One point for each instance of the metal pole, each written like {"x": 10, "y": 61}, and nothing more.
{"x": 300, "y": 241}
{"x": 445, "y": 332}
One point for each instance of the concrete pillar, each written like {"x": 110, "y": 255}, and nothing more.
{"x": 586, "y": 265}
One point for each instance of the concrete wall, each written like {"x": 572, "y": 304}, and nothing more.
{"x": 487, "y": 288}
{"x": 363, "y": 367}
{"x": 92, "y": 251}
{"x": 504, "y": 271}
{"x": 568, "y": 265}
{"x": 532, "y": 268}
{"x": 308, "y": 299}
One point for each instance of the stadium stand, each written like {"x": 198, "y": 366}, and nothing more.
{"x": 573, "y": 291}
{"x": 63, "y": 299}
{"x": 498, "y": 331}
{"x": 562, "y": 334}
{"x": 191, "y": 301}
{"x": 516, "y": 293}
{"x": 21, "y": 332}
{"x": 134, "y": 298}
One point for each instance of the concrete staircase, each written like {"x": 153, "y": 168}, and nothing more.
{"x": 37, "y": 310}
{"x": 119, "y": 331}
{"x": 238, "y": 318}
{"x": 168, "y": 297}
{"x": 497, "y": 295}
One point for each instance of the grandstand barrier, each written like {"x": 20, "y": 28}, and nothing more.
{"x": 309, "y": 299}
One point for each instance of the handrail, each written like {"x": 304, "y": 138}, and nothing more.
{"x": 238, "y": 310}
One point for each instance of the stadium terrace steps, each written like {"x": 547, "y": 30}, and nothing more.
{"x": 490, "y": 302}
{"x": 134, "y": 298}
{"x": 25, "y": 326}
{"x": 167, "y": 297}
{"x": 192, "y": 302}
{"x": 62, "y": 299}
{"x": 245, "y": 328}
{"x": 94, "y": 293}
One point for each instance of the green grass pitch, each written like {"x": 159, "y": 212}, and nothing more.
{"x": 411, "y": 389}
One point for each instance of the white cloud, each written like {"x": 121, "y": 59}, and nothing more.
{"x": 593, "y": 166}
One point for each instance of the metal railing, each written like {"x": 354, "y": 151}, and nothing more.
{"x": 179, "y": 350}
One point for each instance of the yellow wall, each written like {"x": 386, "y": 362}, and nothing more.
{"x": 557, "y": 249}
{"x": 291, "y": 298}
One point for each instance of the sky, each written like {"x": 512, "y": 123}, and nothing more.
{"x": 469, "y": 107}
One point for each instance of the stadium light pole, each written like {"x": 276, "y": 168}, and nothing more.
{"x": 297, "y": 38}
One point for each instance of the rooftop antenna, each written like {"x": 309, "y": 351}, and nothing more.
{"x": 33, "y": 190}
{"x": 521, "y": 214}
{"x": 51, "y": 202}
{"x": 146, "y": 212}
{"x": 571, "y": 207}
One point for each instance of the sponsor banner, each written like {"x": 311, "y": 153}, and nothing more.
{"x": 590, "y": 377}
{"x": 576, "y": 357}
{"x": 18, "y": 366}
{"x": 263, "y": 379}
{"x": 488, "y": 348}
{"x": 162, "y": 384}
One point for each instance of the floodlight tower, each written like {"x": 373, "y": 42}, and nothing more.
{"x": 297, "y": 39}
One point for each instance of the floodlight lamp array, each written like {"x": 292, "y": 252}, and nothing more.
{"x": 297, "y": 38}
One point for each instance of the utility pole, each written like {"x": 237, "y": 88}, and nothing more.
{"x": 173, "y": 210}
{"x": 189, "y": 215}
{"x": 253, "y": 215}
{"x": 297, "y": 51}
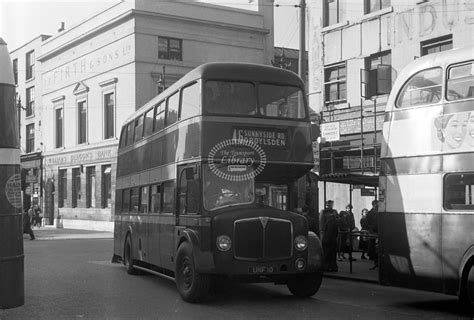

============

• WHAT IS REQUIRED: The answer is the full listing above, repeated exactly, with its pictures removed.

• ANSWER BELOW:
One point for each instance of the metal pole, each written like {"x": 10, "y": 61}, and nothing more.
{"x": 300, "y": 241}
{"x": 445, "y": 332}
One point for each instance of the concrete pillar, each written like {"x": 110, "y": 255}, and nothing more.
{"x": 586, "y": 265}
One point for each instance of the concrete wall, each written like {"x": 572, "y": 304}, and nothing more.
{"x": 487, "y": 288}
{"x": 363, "y": 367}
{"x": 92, "y": 251}
{"x": 504, "y": 271}
{"x": 568, "y": 265}
{"x": 532, "y": 268}
{"x": 308, "y": 299}
One point for each instance of the stadium stand, each written like {"x": 198, "y": 366}, and nothing more.
{"x": 573, "y": 291}
{"x": 63, "y": 299}
{"x": 498, "y": 331}
{"x": 562, "y": 334}
{"x": 191, "y": 301}
{"x": 516, "y": 293}
{"x": 21, "y": 332}
{"x": 134, "y": 298}
One point for each instance of the concrete staircase, each written like {"x": 153, "y": 168}, and nothing more.
{"x": 37, "y": 310}
{"x": 119, "y": 331}
{"x": 238, "y": 318}
{"x": 168, "y": 297}
{"x": 497, "y": 295}
One point for each instance of the grandstand barrier, each written like {"x": 20, "y": 28}, and nothing more.
{"x": 309, "y": 299}
One point for each instance of the handrail, each written like {"x": 304, "y": 138}, and nothing more.
{"x": 238, "y": 310}
One point for each instance of the stadium terrace steps, each written like {"x": 547, "y": 30}, and nothing more.
{"x": 490, "y": 302}
{"x": 134, "y": 298}
{"x": 25, "y": 326}
{"x": 167, "y": 297}
{"x": 192, "y": 302}
{"x": 62, "y": 299}
{"x": 245, "y": 328}
{"x": 94, "y": 293}
One point for each instance of the green grass pitch, each written like {"x": 159, "y": 212}, and nothing more.
{"x": 411, "y": 389}
One point for each instance of the white cloud, each written like {"x": 121, "y": 59}, and nothing more.
{"x": 593, "y": 166}
One point for each instance of the metal railing, each written like {"x": 354, "y": 151}, and nothing more.
{"x": 179, "y": 350}
One point for each instance of the yellow wall, each written like {"x": 386, "y": 362}, and nothing more.
{"x": 557, "y": 249}
{"x": 291, "y": 298}
One point for each instance of the sky, each written like {"x": 512, "y": 123}, and nothing more.
{"x": 469, "y": 107}
One point for each instance of the stadium light pole, each written like {"x": 276, "y": 168}, and nothing more.
{"x": 297, "y": 38}
One point for each instance of the rooftop antenna, each written like {"x": 309, "y": 351}, and nothing more.
{"x": 33, "y": 190}
{"x": 521, "y": 214}
{"x": 51, "y": 202}
{"x": 146, "y": 212}
{"x": 571, "y": 207}
One point for each instance of the sponsor banner, each written like {"x": 311, "y": 153}, and nothing more.
{"x": 590, "y": 377}
{"x": 576, "y": 357}
{"x": 18, "y": 366}
{"x": 263, "y": 379}
{"x": 488, "y": 348}
{"x": 162, "y": 384}
One point for each instance of the floodlight tower, each written like {"x": 373, "y": 42}, and nothing more.
{"x": 297, "y": 39}
One point for each instance of the floodlight lamp array, each written like {"x": 292, "y": 252}, and nothing more.
{"x": 297, "y": 38}
One point for each instance of the utility pole, each written like {"x": 237, "y": 88}, and nothing more.
{"x": 173, "y": 210}
{"x": 189, "y": 215}
{"x": 253, "y": 215}
{"x": 297, "y": 51}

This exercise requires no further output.